"""

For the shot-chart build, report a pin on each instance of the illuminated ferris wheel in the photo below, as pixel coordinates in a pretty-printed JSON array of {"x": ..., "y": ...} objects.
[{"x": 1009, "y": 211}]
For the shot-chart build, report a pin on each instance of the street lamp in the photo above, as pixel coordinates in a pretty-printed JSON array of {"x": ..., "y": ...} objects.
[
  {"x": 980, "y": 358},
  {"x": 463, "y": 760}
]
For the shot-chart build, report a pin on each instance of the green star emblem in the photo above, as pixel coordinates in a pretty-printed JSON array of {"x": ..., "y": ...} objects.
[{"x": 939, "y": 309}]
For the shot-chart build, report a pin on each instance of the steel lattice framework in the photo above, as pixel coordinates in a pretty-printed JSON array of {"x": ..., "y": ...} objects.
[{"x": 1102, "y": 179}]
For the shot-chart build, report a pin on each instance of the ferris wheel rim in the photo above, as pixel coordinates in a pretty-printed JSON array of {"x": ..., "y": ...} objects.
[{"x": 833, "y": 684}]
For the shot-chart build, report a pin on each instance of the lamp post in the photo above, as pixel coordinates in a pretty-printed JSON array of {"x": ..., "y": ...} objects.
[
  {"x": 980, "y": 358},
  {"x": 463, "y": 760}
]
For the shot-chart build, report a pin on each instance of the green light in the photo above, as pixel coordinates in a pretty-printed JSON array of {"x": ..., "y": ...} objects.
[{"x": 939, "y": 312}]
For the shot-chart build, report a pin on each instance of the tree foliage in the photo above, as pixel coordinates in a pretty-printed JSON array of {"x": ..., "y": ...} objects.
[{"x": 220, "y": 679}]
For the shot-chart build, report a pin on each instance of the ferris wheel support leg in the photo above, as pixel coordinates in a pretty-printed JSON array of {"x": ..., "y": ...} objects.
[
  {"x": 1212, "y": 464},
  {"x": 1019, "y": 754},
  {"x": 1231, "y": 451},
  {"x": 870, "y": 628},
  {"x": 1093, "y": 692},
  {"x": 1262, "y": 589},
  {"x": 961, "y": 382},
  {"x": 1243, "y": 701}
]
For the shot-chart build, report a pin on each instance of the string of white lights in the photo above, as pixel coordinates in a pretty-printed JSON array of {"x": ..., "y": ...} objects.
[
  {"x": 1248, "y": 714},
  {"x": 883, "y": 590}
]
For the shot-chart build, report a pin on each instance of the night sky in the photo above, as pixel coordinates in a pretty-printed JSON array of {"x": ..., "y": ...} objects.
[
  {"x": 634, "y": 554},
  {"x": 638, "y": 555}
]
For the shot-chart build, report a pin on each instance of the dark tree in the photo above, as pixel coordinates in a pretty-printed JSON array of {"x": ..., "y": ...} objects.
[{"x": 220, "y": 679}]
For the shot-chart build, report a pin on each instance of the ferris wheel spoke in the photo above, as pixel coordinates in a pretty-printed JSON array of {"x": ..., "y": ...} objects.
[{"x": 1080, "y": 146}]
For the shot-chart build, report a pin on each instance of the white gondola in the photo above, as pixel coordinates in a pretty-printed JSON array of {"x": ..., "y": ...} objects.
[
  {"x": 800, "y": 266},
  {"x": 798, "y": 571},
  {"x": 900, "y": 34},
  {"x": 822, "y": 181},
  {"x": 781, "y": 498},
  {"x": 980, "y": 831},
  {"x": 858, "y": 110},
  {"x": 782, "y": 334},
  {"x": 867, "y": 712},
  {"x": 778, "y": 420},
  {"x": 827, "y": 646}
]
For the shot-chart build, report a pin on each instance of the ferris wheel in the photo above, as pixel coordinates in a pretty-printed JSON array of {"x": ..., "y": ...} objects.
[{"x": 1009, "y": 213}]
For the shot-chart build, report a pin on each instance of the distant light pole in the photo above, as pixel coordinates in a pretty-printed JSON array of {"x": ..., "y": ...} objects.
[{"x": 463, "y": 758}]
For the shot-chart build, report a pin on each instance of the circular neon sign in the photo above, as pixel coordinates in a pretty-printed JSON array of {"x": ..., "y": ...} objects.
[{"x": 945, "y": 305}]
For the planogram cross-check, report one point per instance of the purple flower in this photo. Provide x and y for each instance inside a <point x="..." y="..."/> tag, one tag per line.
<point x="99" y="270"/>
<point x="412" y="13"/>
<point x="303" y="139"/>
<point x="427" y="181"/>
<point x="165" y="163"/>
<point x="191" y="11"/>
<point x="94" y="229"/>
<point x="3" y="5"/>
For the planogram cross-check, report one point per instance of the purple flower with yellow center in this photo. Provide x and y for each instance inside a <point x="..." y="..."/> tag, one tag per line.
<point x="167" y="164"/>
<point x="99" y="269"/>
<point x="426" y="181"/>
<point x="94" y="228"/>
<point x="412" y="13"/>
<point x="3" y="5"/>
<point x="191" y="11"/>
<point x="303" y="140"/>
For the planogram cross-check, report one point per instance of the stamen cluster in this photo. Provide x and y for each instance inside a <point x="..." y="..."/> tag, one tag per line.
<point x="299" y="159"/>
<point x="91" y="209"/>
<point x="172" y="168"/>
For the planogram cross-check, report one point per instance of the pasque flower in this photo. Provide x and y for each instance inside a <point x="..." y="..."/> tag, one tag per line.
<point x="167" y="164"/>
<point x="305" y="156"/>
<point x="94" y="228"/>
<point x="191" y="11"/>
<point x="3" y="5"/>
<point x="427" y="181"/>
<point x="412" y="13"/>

"""

> _Work required_
Reproduce the full set of entries above exactly, without dropping a line.

> _Result of the task_
For the shot-chart build, report a pin on each instance of the illuminated ferris wheel in the photo below, as pixel coordinates in a pretty-printed JSON array of {"x": ..., "y": ...} objects.
[{"x": 1009, "y": 211}]
For the shot-chart build, report a pin on each instance of the street lamp in the photo above, as pixel coordinates in a pretty-printed JSON array of {"x": ..., "y": ...} objects.
[
  {"x": 980, "y": 358},
  {"x": 463, "y": 760}
]
For the shot-chart build, report a pin on each instance of the green star emblem in the photo above, as pixel coordinates in a pretty-printed JSON array of {"x": ..., "y": ...} objects.
[{"x": 939, "y": 309}]
For the shot-chart build, report a pin on each instance of the steel lattice framework in the photo above, as pixel coordinates in a pretty-printed JSON array of {"x": ..., "y": ...} objects.
[{"x": 1102, "y": 179}]
For the shot-chart build, report a pin on each instance of the ferris wheel rim in the photo above, as pixel coordinates in a pretty-printed JSON array of {"x": ..., "y": ...} objects.
[{"x": 833, "y": 684}]
For the shot-chart build, report a pin on each instance of the lamp post in the photo above, as pixel coordinates in a pretty-printed JSON array of {"x": ..., "y": ...} objects.
[
  {"x": 980, "y": 358},
  {"x": 463, "y": 760}
]
For the shot-chart build, report a pin on each instance of the green light in the photo above, as pixel coordinates in a pretty-printed JSON array of {"x": ..., "y": ...} objects.
[{"x": 939, "y": 312}]
For the shot-chart build, report a pin on each instance of the tree foliage in the photo above, as pixel coordinates in a pretty-printed JSON array of {"x": ..., "y": ...} objects.
[{"x": 220, "y": 679}]
For the shot-chart build, report a pin on each instance of the ferris wheel support leg in the photo above, as pixel coordinates in a pretty-printed JSON array of {"x": ..., "y": ...} objects.
[
  {"x": 1212, "y": 464},
  {"x": 1019, "y": 754},
  {"x": 1231, "y": 451},
  {"x": 870, "y": 628},
  {"x": 1093, "y": 692},
  {"x": 1262, "y": 589},
  {"x": 961, "y": 382},
  {"x": 1243, "y": 701}
]
For the shot-chart build, report a pin on each instance of the string of white lights in the photo above, as pixel coordinates in a pretty-printed JSON array of {"x": ..., "y": ...} objects.
[
  {"x": 1248, "y": 714},
  {"x": 883, "y": 590}
]
For the shot-chart build, report a pin on each instance of the night sky in the photo above, as pixel coordinates in a pretty-printed JSON array of {"x": ..., "y": ...} objects.
[
  {"x": 634, "y": 554},
  {"x": 638, "y": 555}
]
For the shot-chart build, report a pin on each instance of the dark tree in the photo above, as pixel coordinates in a pretty-printed JSON array of {"x": ..., "y": ...} objects.
[{"x": 220, "y": 679}]
For the shot-chart build, report a pin on each instance of the ferris wheel spoke in the photo above, as pixel coordinates in a pretty-printed JSON array of {"x": ..., "y": ...} objects.
[{"x": 1080, "y": 146}]
For the shot-chart build, report a pin on each instance of the white gondola in the photo above, as pixel coordinates in a pretty-printed JSON array of {"x": ..., "y": ...} objects.
[
  {"x": 800, "y": 266},
  {"x": 798, "y": 571},
  {"x": 900, "y": 34},
  {"x": 822, "y": 181},
  {"x": 781, "y": 498},
  {"x": 980, "y": 831},
  {"x": 858, "y": 110},
  {"x": 782, "y": 334},
  {"x": 867, "y": 712},
  {"x": 778, "y": 420},
  {"x": 827, "y": 646}
]
For the shot-chart build, report a pin on each instance of the ferris wheel in the photo above, as pixel coordinates in a pretty-printed JSON array of {"x": ..., "y": ...} objects.
[{"x": 1009, "y": 213}]
For the shot-chart build, report a pin on each instance of the distant light pole in the photo above, as pixel coordinates in a pretty-printed JSON array of {"x": ..., "y": ...} objects.
[{"x": 463, "y": 758}]
For the shot-chart build, report a pin on each instance of the circular neon sign in the photo above, as pixel coordinates in a pretty-printed JSON array of {"x": ..., "y": ...} objects.
[{"x": 945, "y": 305}]
For the planogram cross-check, report one point per instance of the purple flower in this photo. Provide x and y for each instance inside a <point x="..." y="..."/> tag, one tag per line.
<point x="99" y="270"/>
<point x="412" y="13"/>
<point x="303" y="139"/>
<point x="427" y="181"/>
<point x="165" y="163"/>
<point x="191" y="11"/>
<point x="94" y="229"/>
<point x="3" y="5"/>
For the planogram cross-check, report one point per instance of the purple flower with yellow center in this photo. Provide x and y for each instance inside a <point x="..." y="..."/> tag, one tag per line.
<point x="167" y="164"/>
<point x="99" y="269"/>
<point x="426" y="181"/>
<point x="94" y="228"/>
<point x="412" y="13"/>
<point x="3" y="5"/>
<point x="191" y="11"/>
<point x="303" y="140"/>
For the planogram cross-check, report one point per instance of the stamen cluster in this photo. Provide x and y for each instance inside a <point x="..." y="..."/> tag, one tag per line.
<point x="299" y="159"/>
<point x="91" y="209"/>
<point x="172" y="168"/>
For the planogram cross-check, report one point per instance of the pasque flower in this photo. Provide x and y for each instance inside a <point x="..." y="..."/> tag, one tag per line.
<point x="167" y="164"/>
<point x="305" y="156"/>
<point x="94" y="228"/>
<point x="191" y="11"/>
<point x="3" y="5"/>
<point x="427" y="181"/>
<point x="412" y="13"/>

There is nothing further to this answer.